======== EXTRACTED ENTRIES ========
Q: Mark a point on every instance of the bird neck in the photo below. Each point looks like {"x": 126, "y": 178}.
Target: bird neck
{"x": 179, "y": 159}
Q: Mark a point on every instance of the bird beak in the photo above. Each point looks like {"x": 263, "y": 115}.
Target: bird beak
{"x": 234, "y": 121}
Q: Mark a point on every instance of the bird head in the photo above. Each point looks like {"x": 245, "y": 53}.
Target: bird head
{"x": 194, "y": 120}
========
======== EXTRACTED ENTRIES ========
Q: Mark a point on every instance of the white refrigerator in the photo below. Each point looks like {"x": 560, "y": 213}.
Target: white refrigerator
========
> OBJECTIVE
Gather every line in the entries above that contains the word "head" and list those lines in order.

> THE ANSWER
Q: Mark a point on every instance of the bird head in the photo above. Each point looks like {"x": 245, "y": 53}.
Target: bird head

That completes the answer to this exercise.